> [Supplied text]:
[Start]

On 15/1/25 07:10, Andrii Nakryiko wrote:
> On Mon, Jan 13, 2025 at 7:25 AM Leon Hwang <leon.hwang@linux.dev> wrote:
>>
>> This patch introduces global per-CPU data, inspired by commit
>> 6316f78306c1 ("Merge branch 'support-global-data'"). It enables the
>> definition of global per-CPU variables in BPF, similar to the
>> DEFINE_PER_CPU() macro in the kernel[0].
>>
>> For example, in BPF, it is able to define a global per-CPU variable like
>> this:
>>
>> int percpu_data SEC(".data..percpu");
>>
>> With this patch, tools like retsnoop[1] and bpflbr[2] can simplify their
>> BPF code for handling LBRs. The code can be updated from
>>
>> static struct perf_branch_entry lbrs[1][MAX_LBR_ENTRIES] SEC(".data.lbrs");
>>
>> to
>>
>> static struct perf_branch_entry lbrs[MAX_LBR_ENTRIES] SEC(".data..percpu.lbrs");
>>
>> This eliminates the need to retrieve the CPU ID using the
>> bpf_get_smp_processor_id() helper.
>>
>> Additionally, by reusing global per-CPU variables, sharing information
>> between tail callers and callees or freplace callers and callees becomes
>> simpler compared to using percpu_array maps.
>>
>> Links:
>> [0] https://github.com/torvalds/linux/blob/fbfd64d25c7af3b8695201ebc85efe90be28c5a3/include/linux/percpu-defs.h#L114
>> [1] https://github.com/anakryiko/retsnoop
>> [2] https://github.com/Asphaltt/bpflbr
>>
>> Signed-off-by: Leon Hwang <leon.hwang@linux.dev>
>> ---
>>  kernel/bpf/arraymap.c  |  39 +++++++++++++-
>>  kernel/bpf/verifier.c  |  45 +++++++++++++++++
>>  tools/lib/bpf/libbpf.c | 112 ++++++++++++++++++++++++++++++++---------
>>  3 files changed, 171 insertions(+), 25 deletions(-)
>>
> 
> So I think the feature overall makes sense, but we need to think
> through at least libbpf's side of things some more. Unlike .data,
> per-cpu .data section is not mmapable, and so that has implication on
> BPF skeleton and we should make sure all that makes sense on BPF
> skeleton side. In that sense, per-cpu global data is more akin to
> struct_ops initialization image, which can be accessed by user before
> skeleton is loaded to initialize the image.
> 
> There are a few things to consider. What's the BPF skeleton interface?
> Do we expose it as single struct and use that struct as initial image
> for each CPU (which means user won't be able to initialize different
> CPU data differently, at least not through BPF skeleton facilities)?
> Or do we expose this as an array of structs and let user set each CPU
> data independently?

[End]

[Data pulled from a collection]

[Start]

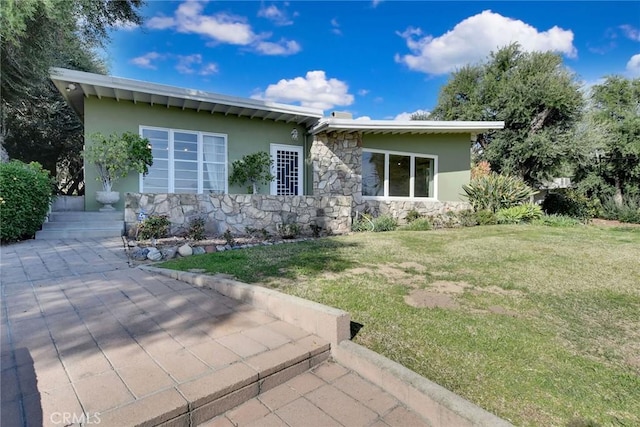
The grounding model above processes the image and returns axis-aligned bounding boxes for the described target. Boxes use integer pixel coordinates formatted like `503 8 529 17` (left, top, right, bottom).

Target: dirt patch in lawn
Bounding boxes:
404 289 460 309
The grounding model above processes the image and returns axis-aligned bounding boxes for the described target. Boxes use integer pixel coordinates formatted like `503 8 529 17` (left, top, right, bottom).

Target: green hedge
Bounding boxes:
0 160 54 242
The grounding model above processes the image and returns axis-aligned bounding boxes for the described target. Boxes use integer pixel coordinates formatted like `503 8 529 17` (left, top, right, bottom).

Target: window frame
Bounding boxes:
138 125 229 194
362 148 438 201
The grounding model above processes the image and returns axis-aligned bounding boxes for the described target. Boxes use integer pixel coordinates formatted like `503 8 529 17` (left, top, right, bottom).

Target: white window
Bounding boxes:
140 126 228 193
271 144 302 196
362 150 438 199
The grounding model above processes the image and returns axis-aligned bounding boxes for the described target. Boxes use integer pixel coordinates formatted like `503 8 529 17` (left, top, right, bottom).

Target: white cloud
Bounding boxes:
258 4 293 26
331 18 342 36
129 52 164 70
252 71 354 110
147 16 176 30
393 110 429 121
147 0 301 55
395 10 577 74
620 25 640 42
627 53 640 77
176 53 218 76
255 39 302 56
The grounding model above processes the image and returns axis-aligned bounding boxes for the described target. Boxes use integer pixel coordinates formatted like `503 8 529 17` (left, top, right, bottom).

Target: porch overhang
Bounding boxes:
50 68 323 128
310 118 504 135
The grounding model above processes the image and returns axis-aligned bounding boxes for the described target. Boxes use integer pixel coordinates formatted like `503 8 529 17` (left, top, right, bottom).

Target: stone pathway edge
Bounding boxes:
144 265 513 427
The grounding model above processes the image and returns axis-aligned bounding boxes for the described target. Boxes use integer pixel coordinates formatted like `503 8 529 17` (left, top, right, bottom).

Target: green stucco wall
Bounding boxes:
362 134 471 202
84 97 309 210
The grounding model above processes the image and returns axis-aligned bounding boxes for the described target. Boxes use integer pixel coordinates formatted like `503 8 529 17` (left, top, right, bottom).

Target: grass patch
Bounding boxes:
156 225 640 426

[End]

> [Work instructions]:
1 – Answer these questions about the BPF per-CPU data thread:
(a) Which helper does the patch description say is no longer needed to get the CPU ID?
(b) How many insertions and deletions does the patch summary report?
(c) According to the reply, what can be done with .data that cannot be done with the per-CPU .data section?
2 – Duplicate a stretch of the BPF per-CPU data thread: begin at the words "On 15/1/25 07:10, Andrii" and stop after "in the kernel[0].".
3 – Go on with the BPF per-CPU data thread from the point where it stops.
This material has nothing to do with the BPF per-CPU data thread.

> [The responses]:
1 –
(a) bpf_get_smp_processor_id()
(b) 171 insertions and 25 deletions
(c) It can be mmapped; the per-CPU .data section is not mmapable.

2 –
On 15/1/25 07:10, Andrii Nakryiko wrote:
> On Mon, Jan 13, 2025 at 7:25 AM Leon Hwang <leon.hwang@linux.dev> wrote:
>>
>> This patch introduces global per-CPU data, inspired by commit
>> 6316f78306c1 ("Merge branch 'support-global-data'"). It enables the
>> definition of global per-CPU variables in BPF, similar to the
>> DEFINE_PER_CPU() macro in the kernel[0].

3 –
> 
> I feel like keeping it simple and having one image for all CPUs would
> cover most cases. And users can still access the underlying
> PERCPU_ARRAY map if they need more control.

Agree. It is necessary to keep it simple.

> 
> But either way, we need tests for skeleton, making sure we NULL-out
> this per-cpu global data, but take it into account before the load.
> 
> Also, this huge calloc for possible CPUs, I'd like to avoid it
> altogether for the (probably very common) zero-initialized case.

Ack.

> 
> So in short, needs a bit of iteration to figure out all the
> interfacing issues, but makes sense overall. See some more low-level
> remarks below.
> 

It is challenging to figure out them. I'll do my best to achieve it.

> pw-bot: cr
> 
> 
> [...]
> 
>> @@ -815,6 +850,8 @@ const struct bpf_map_ops percpu_array_map_ops = {
>>         .map_get_next_key = array_map_get_next_key,
>>         .map_lookup_elem = percpu_array_map_lookup_elem,
>>         .map_gen_lookup = percpu_array_map_gen_lookup,
>> +       .map_direct_value_addr = percpu_array_map_direct_value_addr,
>> +       .map_direct_value_meta = percpu_array_map_direct_value_meta,
>>         .map_update_elem = array_map_update_elem,
>>         .map_delete_elem = array_map_delete_elem,
>>         .map_lookup_percpu_elem = percpu_array_map_lookup_percpu_elem,
>> diff --git a/kernel/bpf/verifier.c b/kernel/bpf/verifier.c
>> index b8ca227c78af1..94ce02a48ddc1 100644
>> --- a/kernel/bpf/verifier.c
>> +++ b/kernel/bpf/verifier.c
>> @@ -6809,6 +6809,8 @@ static int bpf_map_direct_read(struct bpf_map *map, int off, int size, u64 *val,
>>         u64 addr;
>>         int err;
>>
>> +       if (map->map_type == BPF_MAP_TYPE_PERCPU_ARRAY)
>> +               return -EINVAL;
> 
> I'd invert the condition and reject anything by BPF_MAP_TYPE_ARRAY. I
> don't see how any other possible map type can support this magic that
> we do with ARRAY. So to be on the safe side, let's just reject
> everything that's non-ARRAY (here and elsewhere)?

Ack.

> 
>>         err = map->ops->map_direct_value_addr(map, &addr, off);
>>         if (err)
>>                 return err;
> 
> [...]
> 
>> diff --git a/tools/lib/bpf/libbpf.c b/tools/lib/bpf/libbpf.c
>> index 6c262d0152f81..881174f4f90a4 100644
>> --- a/tools/lib/bpf/libbpf.c
>> +++ b/tools/lib/bpf/libbpf.c
> 
> definitely let's split out libbpf changes from kernel-side changes

Ack.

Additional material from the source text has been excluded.